▶

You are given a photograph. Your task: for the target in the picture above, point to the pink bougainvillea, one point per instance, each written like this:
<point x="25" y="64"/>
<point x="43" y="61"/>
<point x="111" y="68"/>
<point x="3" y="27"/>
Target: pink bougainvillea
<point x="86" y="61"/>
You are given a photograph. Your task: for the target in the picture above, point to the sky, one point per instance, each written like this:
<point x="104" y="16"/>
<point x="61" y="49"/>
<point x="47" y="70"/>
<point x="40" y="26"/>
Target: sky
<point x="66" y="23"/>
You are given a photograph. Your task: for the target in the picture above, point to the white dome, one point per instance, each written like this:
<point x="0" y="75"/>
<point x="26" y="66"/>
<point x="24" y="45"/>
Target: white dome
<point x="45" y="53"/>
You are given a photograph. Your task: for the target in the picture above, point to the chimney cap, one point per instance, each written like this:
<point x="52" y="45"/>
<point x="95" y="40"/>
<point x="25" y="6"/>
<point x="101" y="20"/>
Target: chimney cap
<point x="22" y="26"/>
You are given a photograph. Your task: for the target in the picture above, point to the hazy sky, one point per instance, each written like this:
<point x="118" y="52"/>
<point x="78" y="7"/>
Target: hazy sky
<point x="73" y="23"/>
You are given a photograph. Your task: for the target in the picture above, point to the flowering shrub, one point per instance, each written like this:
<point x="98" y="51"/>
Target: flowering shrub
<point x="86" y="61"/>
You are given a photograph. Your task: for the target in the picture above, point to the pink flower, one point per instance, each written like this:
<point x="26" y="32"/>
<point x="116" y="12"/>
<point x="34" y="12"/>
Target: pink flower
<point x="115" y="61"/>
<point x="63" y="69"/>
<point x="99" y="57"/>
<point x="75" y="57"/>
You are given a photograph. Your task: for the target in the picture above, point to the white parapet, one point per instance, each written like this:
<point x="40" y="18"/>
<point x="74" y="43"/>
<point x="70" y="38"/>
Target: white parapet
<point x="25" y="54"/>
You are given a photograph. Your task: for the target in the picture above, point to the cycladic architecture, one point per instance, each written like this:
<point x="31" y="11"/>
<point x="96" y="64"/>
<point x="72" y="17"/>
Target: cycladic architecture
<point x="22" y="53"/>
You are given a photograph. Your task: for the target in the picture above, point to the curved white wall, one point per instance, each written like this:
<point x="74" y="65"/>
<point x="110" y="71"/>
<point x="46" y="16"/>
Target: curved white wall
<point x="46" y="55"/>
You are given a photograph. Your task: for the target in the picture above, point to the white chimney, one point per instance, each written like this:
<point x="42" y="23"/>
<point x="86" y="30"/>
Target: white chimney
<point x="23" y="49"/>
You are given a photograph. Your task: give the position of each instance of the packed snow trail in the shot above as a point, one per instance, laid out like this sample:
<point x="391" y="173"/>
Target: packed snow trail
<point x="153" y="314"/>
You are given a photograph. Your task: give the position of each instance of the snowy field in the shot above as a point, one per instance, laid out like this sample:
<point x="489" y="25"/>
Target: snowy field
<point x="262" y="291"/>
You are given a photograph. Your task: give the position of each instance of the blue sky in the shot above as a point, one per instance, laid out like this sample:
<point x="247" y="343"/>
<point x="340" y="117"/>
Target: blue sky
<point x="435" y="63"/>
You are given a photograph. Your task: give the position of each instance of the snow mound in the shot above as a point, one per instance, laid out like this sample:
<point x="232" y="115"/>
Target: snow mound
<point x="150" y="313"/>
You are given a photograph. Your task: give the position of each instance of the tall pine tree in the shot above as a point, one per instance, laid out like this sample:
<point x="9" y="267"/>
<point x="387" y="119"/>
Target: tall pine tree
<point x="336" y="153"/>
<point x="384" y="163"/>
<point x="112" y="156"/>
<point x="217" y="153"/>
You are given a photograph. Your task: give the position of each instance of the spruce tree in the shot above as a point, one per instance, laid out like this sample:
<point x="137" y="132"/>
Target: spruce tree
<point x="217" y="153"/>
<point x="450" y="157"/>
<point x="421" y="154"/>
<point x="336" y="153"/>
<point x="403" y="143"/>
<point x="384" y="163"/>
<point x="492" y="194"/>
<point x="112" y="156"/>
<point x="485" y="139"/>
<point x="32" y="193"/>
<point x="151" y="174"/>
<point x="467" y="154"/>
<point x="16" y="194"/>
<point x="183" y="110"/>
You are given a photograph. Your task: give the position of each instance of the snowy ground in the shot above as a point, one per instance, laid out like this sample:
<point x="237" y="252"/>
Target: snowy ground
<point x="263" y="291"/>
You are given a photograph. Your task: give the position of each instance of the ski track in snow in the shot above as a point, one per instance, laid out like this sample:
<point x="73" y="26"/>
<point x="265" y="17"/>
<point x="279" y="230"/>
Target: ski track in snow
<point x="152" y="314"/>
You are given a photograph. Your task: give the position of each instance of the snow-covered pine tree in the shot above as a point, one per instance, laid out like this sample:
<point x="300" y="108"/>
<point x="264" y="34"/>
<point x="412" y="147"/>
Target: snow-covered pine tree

◀

Task to complete
Find every line in the records above that contains the word "covered", and copy each one.

Response below
You are given a photograph. Your task: give the position of each instance of the snow-covered pine tree in the shot above as a point, one per instance, laid out like this sample:
Target: snow-covered pine tree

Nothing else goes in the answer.